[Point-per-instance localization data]
=== Begin Enclosure ===
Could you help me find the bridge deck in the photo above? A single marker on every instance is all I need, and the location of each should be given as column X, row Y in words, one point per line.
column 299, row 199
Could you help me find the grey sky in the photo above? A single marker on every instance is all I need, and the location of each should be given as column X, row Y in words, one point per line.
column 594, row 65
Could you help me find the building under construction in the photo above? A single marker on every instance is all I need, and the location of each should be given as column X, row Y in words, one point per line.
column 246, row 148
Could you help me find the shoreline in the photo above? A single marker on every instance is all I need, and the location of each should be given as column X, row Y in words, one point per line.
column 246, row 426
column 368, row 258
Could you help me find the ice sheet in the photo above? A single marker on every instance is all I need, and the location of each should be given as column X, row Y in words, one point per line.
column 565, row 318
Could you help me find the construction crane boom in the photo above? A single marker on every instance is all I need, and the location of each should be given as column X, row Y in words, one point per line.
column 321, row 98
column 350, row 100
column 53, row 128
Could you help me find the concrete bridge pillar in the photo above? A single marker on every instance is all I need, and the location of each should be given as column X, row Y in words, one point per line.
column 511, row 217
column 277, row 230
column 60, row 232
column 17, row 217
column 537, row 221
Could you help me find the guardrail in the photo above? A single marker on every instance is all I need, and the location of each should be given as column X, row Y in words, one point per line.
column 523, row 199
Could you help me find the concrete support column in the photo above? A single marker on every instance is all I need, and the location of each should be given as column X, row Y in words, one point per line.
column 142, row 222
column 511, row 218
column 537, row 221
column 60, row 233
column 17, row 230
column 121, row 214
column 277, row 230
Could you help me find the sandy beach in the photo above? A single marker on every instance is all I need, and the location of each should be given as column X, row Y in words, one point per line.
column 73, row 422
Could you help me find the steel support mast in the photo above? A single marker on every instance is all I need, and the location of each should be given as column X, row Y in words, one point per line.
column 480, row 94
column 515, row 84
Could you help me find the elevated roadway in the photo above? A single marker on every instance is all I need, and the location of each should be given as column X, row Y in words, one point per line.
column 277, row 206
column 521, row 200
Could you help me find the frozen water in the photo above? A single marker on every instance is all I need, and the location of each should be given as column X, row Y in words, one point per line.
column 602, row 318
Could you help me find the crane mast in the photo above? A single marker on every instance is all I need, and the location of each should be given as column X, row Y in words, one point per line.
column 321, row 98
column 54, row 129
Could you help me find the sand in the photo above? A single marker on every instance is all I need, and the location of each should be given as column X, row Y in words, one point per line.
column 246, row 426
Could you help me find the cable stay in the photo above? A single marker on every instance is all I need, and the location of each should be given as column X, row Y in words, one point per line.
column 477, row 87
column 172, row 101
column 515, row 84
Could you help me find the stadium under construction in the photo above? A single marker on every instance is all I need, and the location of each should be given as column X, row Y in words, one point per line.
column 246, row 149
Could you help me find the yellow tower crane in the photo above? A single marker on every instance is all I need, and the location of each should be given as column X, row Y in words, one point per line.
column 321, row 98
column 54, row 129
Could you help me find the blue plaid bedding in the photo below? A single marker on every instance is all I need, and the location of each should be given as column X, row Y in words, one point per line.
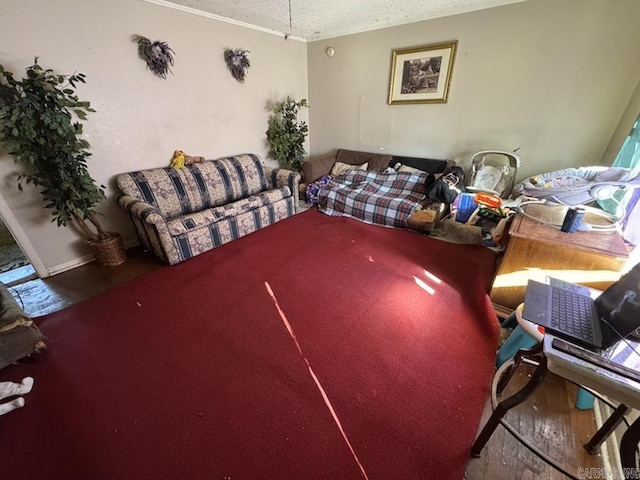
column 381, row 199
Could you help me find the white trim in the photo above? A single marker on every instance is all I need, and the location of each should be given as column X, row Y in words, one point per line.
column 213, row 16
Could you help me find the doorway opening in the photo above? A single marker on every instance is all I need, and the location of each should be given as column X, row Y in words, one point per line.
column 15, row 267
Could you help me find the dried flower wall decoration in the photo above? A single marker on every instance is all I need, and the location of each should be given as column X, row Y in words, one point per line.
column 237, row 62
column 158, row 55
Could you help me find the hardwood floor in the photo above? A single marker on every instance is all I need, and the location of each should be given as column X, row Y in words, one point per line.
column 549, row 418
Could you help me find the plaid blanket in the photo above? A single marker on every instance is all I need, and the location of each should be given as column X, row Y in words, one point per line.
column 381, row 199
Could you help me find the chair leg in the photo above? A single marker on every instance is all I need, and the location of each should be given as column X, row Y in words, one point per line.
column 605, row 430
column 537, row 349
column 501, row 409
column 628, row 450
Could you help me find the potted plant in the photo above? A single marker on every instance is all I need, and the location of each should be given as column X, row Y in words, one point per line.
column 286, row 134
column 40, row 126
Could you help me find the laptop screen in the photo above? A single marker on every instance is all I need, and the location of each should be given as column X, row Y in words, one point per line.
column 619, row 305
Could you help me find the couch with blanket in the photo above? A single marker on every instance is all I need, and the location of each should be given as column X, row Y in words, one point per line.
column 19, row 337
column 179, row 213
column 375, row 188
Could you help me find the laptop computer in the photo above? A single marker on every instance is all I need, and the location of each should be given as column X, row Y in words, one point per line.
column 576, row 317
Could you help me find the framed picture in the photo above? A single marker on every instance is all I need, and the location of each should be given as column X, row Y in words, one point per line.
column 422, row 74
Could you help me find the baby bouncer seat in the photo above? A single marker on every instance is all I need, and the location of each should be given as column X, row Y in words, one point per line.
column 493, row 171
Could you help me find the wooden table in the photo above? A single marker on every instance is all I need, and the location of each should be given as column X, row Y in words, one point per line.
column 537, row 249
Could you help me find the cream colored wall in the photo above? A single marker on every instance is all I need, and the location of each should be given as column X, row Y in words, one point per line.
column 550, row 77
column 141, row 119
column 624, row 127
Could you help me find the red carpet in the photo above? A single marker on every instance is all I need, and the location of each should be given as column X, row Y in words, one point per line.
column 190, row 371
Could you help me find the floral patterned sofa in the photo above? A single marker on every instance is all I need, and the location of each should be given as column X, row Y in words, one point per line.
column 179, row 213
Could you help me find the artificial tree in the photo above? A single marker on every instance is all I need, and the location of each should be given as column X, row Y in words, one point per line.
column 40, row 127
column 286, row 134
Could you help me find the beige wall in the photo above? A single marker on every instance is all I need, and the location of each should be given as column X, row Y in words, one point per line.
column 141, row 119
column 552, row 77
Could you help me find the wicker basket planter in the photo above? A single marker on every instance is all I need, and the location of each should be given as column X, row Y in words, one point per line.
column 109, row 251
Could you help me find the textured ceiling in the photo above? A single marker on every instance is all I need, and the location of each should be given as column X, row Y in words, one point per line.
column 320, row 19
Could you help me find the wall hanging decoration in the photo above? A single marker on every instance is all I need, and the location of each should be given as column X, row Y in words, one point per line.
column 158, row 55
column 422, row 74
column 237, row 62
column 286, row 134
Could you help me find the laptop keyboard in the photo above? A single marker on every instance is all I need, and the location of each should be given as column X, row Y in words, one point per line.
column 571, row 313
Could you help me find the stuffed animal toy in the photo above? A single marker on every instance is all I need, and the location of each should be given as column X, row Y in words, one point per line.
column 10, row 389
column 180, row 159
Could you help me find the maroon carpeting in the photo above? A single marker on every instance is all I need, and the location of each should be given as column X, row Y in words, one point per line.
column 191, row 371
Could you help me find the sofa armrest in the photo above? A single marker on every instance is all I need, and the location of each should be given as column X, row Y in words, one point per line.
column 314, row 168
column 281, row 177
column 144, row 211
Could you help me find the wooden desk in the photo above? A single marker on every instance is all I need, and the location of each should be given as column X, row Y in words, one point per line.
column 536, row 250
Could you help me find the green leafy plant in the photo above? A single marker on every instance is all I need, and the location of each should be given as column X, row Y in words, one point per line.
column 40, row 127
column 286, row 134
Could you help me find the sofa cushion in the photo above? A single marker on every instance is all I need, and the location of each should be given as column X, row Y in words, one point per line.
column 192, row 221
column 339, row 168
column 180, row 191
column 377, row 162
column 428, row 165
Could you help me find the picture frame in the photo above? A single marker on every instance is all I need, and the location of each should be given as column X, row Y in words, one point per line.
column 422, row 74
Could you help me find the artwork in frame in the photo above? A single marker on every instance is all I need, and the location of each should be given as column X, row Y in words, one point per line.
column 422, row 74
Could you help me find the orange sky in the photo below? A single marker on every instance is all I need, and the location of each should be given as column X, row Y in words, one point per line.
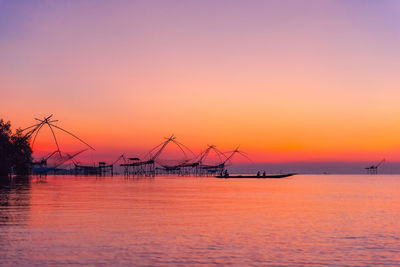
column 285, row 80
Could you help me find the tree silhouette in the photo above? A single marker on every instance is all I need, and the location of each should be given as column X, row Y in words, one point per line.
column 15, row 151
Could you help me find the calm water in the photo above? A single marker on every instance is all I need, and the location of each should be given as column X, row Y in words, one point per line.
column 304, row 220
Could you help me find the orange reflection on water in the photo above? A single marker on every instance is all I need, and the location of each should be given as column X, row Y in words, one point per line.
column 303, row 220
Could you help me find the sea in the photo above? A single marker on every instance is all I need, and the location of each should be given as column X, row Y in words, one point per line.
column 304, row 220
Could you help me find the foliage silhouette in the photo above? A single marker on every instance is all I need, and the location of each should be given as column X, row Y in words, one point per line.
column 15, row 151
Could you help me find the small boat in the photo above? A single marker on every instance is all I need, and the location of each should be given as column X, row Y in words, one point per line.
column 269, row 176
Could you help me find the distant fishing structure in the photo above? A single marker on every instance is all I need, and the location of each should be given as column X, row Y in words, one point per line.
column 373, row 169
column 151, row 164
column 59, row 157
column 197, row 166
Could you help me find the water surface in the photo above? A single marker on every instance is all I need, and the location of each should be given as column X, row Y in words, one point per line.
column 186, row 221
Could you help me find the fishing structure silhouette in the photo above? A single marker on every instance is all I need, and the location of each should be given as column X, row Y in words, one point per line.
column 150, row 166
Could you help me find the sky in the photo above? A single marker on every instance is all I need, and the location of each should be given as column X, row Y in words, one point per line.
column 288, row 81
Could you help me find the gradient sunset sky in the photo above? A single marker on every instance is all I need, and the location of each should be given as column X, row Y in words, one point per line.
column 285, row 80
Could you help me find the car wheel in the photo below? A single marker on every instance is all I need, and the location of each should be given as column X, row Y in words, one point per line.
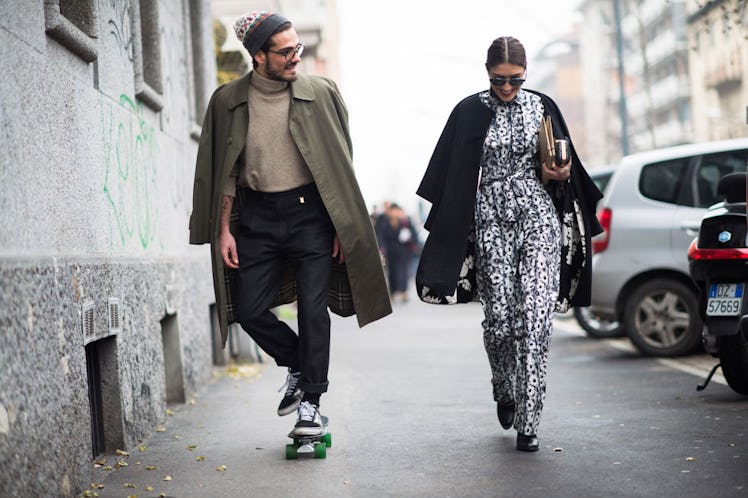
column 661, row 317
column 596, row 326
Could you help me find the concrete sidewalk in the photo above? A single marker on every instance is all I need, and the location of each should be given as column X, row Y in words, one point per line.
column 411, row 415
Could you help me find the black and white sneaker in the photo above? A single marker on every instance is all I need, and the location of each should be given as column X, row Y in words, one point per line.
column 309, row 422
column 293, row 395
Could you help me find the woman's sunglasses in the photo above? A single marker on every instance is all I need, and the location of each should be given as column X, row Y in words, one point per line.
column 501, row 81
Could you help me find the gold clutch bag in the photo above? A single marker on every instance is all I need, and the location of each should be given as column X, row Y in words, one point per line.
column 546, row 141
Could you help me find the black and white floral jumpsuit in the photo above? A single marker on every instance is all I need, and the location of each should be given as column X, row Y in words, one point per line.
column 518, row 246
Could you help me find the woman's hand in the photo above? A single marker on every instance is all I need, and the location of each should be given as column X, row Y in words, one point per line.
column 557, row 173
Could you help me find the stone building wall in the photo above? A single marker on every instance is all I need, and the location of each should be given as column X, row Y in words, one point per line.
column 104, row 307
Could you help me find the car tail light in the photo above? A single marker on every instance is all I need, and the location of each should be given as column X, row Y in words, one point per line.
column 600, row 242
column 712, row 254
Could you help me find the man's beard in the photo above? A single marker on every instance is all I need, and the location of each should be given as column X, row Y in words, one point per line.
column 277, row 75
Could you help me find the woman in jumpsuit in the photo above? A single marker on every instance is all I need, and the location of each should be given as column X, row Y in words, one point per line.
column 517, row 246
column 516, row 235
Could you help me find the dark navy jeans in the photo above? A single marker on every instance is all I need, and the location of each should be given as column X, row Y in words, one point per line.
column 291, row 226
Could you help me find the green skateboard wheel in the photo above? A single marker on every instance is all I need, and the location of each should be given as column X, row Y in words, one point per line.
column 326, row 439
column 320, row 450
column 291, row 452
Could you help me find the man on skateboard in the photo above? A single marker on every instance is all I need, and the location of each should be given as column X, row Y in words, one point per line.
column 276, row 197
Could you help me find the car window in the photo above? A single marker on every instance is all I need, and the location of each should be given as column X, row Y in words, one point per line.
column 662, row 181
column 711, row 169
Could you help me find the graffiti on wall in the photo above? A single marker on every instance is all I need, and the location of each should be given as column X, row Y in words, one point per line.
column 131, row 165
column 120, row 26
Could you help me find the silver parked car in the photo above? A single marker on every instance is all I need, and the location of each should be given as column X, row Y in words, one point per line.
column 651, row 212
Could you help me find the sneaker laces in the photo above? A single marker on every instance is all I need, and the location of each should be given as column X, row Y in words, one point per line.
column 292, row 379
column 307, row 411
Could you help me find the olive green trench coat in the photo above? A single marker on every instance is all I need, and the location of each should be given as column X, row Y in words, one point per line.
column 318, row 122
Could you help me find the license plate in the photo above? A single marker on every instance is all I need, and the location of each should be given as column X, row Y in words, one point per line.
column 724, row 300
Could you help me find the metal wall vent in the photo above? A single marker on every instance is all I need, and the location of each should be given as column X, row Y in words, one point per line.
column 114, row 315
column 87, row 321
column 170, row 303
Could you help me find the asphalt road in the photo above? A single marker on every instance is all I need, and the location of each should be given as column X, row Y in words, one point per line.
column 412, row 415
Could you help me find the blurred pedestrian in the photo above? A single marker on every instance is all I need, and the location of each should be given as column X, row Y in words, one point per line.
column 398, row 242
column 512, row 229
column 276, row 197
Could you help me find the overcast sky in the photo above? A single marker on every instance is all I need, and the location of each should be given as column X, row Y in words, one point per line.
column 406, row 63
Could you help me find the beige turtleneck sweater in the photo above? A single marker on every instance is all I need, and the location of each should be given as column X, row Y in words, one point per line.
column 271, row 161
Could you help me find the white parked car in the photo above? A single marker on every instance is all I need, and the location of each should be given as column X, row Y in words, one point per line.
column 651, row 211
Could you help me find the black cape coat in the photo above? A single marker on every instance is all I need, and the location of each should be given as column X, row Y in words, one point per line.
column 450, row 184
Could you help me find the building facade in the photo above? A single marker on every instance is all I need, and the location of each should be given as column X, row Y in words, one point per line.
column 718, row 58
column 105, row 310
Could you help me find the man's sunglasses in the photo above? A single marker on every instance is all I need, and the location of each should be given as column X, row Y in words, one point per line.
column 289, row 53
column 501, row 81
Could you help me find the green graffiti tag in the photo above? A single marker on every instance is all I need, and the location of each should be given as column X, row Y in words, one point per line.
column 130, row 184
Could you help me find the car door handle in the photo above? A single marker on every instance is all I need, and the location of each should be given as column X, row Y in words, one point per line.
column 690, row 227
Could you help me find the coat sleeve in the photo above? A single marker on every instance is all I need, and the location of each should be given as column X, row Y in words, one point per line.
column 203, row 187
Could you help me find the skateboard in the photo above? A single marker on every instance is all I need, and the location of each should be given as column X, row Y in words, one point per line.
column 315, row 446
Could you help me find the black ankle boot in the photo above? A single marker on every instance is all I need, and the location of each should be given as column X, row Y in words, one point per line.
column 505, row 411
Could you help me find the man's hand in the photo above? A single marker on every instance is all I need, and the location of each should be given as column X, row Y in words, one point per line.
column 558, row 173
column 337, row 250
column 228, row 250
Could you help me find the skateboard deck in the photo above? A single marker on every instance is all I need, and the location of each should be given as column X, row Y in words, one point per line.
column 315, row 446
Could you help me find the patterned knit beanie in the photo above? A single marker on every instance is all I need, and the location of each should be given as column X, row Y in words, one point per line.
column 254, row 28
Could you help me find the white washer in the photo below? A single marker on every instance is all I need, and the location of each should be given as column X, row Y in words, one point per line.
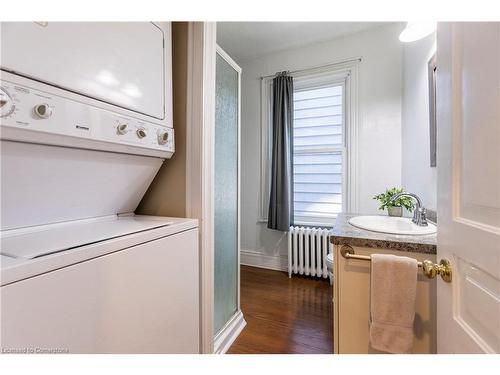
=== End Enclosure ===
YOUR OBJECTIVE: Repeat, exactly and with no pictures, each line from the line that holds "Could you help me find the green graffiti" through the last line of the records above.

OUTPUT OF THE TASK:
Could you help me find the green graffiti tag in the photo above? A single marker on every instance is all I need, and the location of each should be given as column X, row Y in words, one point per line.
column 130, row 184
Could you help me find the car door handle in the photo above? A single marker on every instance is all I need, and the location of each should be given as column X, row Y in words, one point per line.
column 690, row 227
Could you help me find the coat sleeve in the photo above? A single marker on every instance is all I need, and the location of each should be given as column X, row Y in words, one point per line.
column 203, row 187
Could you help me find the skateboard in the photo above? A single marker on every instance is all I need, and the location of each should be given as column X, row Y in words, one point per line.
column 315, row 446
Could you help me find the black ankle boot in the photo above? A single marker on every instance is all I need, and the location of each should be given as column X, row Y in words, one point per line.
column 505, row 411
Could you help me find the man's hand in the photo above? A single marker on every instance is all I need, and the location of each should be given as column X, row Y in words, one point per line.
column 558, row 173
column 337, row 250
column 228, row 250
Could you help me find the skateboard deck in the photo above? A single marker on every instance is all I need, and the location of each should be given as column X, row Y in words, one point per line.
column 315, row 446
Could you help me find the patterned knit beanie in the photo above? A single marker on every instance is all I need, and the location of each should be given as column X, row Y in words, one point per line.
column 254, row 28
Could you help me find the white washer in the photo below? A single marker on every instance is all I need, and the location of each should be given as column X, row Y in words, one point per line.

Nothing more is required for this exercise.